本文:
2019年12月11日

母が亡くなって干支が一回りして振り返ること

母の癌がわかった時、最初は、何とか治癒して欲しいと思った。癌が無くなって欲しいと思った。そしてやがて、割とすぐに、癌が完全になくならなくてもいいから、寿命の長さの分だけ癌と共生してくれればいいと思った。母の容態が急変して文字通り生死の界をさまよって人工肛門(この呼び方、変えた方がいいと思うけど、とりあえず)をつけることになった後一人で苫小牧の温泉銭湯にみたいのに浸かっていた時、母の性格からしてもう2度とこういう場所で一緒に温泉に入ることはないだろうと思ってえらく悲しくなって泣けた(人工肛門でもお風呂、温泉はちゃんと入れる。ただ母の性格からして嫌がるだろうと思った)。その後程なく、どんな姿でも関係ない、構わない、ただ母が生きていてくれればそれでいい、だから生きて欲しいと強く思った。そして、脳への転移が分かって、余命は一週間ですと言われてすぐに熊本から苫小牧に行って、母の病室で寝泊まりしながら、痛みに苦しむ母の様子や強いせん妄状態にある母を毎日見た。結局余命一週間宣告を受けてから10日ほどで母は亡くなったが、その10日間、私は実家に着替えを取りに戻る時に、祖母の家から引き継いで実家に置いてあった仏壇にお線香をあげながら、毎日おじいちゃんとおばあちゃんにお願いして祈った。早く母を連れて行ってあげてください、早く苦しみから解放してあげてください、と。

そんなことを祈りながら、この段階的な自分自身の変化を振り返って、人って適応するんだなー、なんてことをその当時に感じていた。病状の進行に応じてある意味適応している自分にちょっとびっくりした。そして母が亡くなったあと、私の中で母はすぐに「死んだ人」になった。感覚的にはShe is so deadだった。まだ生きてるみたい、とか、信じられない、とか全然思わなかった。母は、あっという間に、完璧に、私にとって、「死んだ人」になった。でも、父は、母の生前も、死後も、ほぼほぼ適応できていなかったと思う。母の病気の現実が見えていなかったし、見ようとしていなかった。さすがにあと一週間ですと宣告された時は、もうすぐ死んじゃうだということは分かっていたと思うが、でも、何かが麻痺してしまった子供のような感じだった。じきに病室を引き払うことになるからと、ちょっとづつ病院から母の身の回りのものを家に持ち帰っていた私とはえらい違いだった(そういう自分もどうかとは思うが、私はそういう人なのであった)。亡くなった後のお通夜やお葬式では実務的には全くファクションできてなくて、初七日にお坊さんや親戚を迎えるために家を片付け掃除してヘトヘトになってる娘を尻目に一人でインタスタントヌードルを食べて(←食べ物の恨みが残るムスメ)、「涙が止まらないさ」と言って、メソメソ泣いていた。適応できない最たる例をそのまま生きてた父はでアルコール依存症になり(てか母が亡くなった時すでにそうだった。当時は知らんかったが)、結局3年してから、いわゆる後を追うように、亡くなった。

やること:
(1) 本文によると、余命一週間と言われてから、母はどのくらいで亡くなりましたか。
(2) 本文の「母の癌がわかった時、最初は、」から始まり「解放してあげてください、と。」で終わる部分を、「苫小牧」を「札幌」に置き換えて書き直してください。

データセットに含まれる行:
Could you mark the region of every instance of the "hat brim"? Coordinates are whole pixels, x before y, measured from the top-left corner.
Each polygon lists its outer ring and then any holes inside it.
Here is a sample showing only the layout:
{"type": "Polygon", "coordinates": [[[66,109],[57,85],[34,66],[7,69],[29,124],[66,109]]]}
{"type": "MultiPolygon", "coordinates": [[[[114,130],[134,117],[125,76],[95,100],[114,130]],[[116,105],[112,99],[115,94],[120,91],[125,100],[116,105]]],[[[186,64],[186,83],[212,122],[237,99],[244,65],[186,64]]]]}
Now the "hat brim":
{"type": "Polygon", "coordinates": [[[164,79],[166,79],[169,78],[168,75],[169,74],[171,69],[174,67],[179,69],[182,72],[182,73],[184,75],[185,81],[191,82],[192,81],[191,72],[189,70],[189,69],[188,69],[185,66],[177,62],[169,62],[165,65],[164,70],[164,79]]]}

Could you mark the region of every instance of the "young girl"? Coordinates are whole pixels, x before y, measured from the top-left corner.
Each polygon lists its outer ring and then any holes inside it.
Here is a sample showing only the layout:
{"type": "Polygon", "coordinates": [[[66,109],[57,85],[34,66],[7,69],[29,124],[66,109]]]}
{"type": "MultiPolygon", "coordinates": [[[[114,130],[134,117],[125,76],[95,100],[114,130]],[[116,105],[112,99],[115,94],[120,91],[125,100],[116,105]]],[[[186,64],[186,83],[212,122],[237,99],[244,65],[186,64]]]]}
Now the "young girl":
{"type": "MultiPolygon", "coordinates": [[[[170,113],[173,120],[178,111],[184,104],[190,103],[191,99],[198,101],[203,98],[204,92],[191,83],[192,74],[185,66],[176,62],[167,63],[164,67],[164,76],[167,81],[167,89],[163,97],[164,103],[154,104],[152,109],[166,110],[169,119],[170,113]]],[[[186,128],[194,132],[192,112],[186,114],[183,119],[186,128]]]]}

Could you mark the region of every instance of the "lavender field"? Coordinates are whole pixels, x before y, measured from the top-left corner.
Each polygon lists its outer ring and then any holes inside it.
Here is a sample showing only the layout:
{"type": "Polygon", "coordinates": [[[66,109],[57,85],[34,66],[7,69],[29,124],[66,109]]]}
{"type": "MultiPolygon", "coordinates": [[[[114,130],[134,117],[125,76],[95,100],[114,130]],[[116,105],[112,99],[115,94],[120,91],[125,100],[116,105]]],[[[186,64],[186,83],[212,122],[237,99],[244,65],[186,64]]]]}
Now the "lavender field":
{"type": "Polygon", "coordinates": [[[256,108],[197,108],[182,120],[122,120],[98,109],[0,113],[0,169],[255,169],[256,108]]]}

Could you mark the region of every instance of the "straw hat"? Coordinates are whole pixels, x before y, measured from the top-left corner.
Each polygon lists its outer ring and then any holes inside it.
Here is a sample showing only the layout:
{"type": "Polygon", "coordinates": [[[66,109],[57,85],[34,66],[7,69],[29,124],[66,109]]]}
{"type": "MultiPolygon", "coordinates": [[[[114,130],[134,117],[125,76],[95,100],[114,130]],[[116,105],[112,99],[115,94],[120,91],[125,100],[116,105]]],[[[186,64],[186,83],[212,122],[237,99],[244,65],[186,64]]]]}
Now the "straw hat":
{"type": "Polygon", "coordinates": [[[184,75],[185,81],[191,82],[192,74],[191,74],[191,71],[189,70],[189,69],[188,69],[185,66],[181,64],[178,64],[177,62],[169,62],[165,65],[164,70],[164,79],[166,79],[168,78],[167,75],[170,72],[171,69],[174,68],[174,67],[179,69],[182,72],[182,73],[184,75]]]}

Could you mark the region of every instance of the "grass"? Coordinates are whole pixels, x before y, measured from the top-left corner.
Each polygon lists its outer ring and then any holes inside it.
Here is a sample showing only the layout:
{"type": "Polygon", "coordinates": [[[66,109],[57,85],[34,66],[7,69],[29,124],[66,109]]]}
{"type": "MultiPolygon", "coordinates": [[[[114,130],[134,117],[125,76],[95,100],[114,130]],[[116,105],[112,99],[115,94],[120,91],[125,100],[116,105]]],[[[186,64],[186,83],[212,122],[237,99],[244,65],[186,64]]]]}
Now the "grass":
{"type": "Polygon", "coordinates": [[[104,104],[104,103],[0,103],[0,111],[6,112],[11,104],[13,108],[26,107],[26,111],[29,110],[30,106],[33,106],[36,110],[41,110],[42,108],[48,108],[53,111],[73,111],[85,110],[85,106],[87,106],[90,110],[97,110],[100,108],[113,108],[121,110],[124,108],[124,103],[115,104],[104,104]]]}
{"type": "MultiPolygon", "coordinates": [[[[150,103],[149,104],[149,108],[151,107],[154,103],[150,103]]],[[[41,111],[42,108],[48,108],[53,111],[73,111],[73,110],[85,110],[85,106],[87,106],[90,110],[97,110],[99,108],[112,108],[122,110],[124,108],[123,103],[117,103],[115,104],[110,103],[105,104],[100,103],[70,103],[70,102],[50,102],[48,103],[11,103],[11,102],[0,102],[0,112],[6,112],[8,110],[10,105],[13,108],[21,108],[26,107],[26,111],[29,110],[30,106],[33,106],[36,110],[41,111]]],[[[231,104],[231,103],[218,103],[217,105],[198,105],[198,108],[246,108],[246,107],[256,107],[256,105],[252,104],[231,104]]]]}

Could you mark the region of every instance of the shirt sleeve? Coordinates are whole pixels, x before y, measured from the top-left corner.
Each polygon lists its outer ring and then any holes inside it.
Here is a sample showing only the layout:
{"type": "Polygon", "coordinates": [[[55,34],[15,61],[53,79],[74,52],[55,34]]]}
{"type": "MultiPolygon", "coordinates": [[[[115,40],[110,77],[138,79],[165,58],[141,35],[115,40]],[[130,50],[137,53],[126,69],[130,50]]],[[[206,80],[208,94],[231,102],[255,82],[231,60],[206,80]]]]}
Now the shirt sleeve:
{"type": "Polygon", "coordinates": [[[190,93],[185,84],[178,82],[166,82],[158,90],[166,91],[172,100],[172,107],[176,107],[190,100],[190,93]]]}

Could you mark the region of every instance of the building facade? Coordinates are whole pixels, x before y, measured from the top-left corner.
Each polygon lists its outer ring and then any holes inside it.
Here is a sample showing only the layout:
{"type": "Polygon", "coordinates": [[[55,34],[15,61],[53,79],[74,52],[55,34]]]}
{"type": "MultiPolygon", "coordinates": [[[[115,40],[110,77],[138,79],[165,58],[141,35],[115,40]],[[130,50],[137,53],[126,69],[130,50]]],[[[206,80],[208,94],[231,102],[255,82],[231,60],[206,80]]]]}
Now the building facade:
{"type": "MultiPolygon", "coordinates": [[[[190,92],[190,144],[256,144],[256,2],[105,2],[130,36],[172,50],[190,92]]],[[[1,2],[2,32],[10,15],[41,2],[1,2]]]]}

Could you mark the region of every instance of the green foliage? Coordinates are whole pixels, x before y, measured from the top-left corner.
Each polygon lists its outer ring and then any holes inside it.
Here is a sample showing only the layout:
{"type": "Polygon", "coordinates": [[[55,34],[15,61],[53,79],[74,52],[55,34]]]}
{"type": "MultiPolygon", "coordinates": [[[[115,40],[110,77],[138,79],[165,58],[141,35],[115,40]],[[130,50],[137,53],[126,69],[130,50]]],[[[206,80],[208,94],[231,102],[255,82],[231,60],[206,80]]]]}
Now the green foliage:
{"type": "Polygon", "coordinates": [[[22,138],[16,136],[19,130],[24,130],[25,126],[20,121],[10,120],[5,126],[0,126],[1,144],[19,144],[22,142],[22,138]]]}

答えの一覧:
(1) 10日ほどで亡くなりました。

(2)
母の癌がわかった時、最初は、何とか治癒して欲しいと思った。癌が無くなって欲しいと思った。そしてやがて、割とすぐに、癌が完全になくならなくてもいいから、寿命の長さの分だけ癌と共生してくれればいいと思った。母の容態が急変して文字通り生死の界をさまよって人工肛門(この呼び方、変えた方がいいと思うけど、とりあえず)をつけることになった後一人で札幌の温泉銭湯にみたいのに浸かっていた時、母の性格からしてもう2度とこういう場所で一緒に温泉に入ることはないだろうと思ってえらく悲しくなって泣けた(人工肛門でもお風呂、温泉はちゃんと入れる。ただ母の性格からして嫌がるだろうと思った)。その後程なく、どんな姿でも関係ない、構わない、ただ母が生きていてくれればそれでいい、だから生きて欲しいと強く思った。そして、脳への転移が分かって、余命は一週間ですと言われてすぐに熊本から札幌に行って、母の病室で寝泊まりしながら、痛みに苦しむ母の様子や強いせん妄状態にある母を毎日見た。結局余命一週間宣告を受けてから10日ほどで母は亡くなったが、その10日間、私は実家に着替えを取りに戻る時に、祖母の家から引き継いで実家に置いてあった仏壇にお線香をあげながら、毎日おじいちゃんとおばあちゃんにお願いして祈った。早く母を連れて行ってあげてください、早く苦しみから解放してあげてください、と。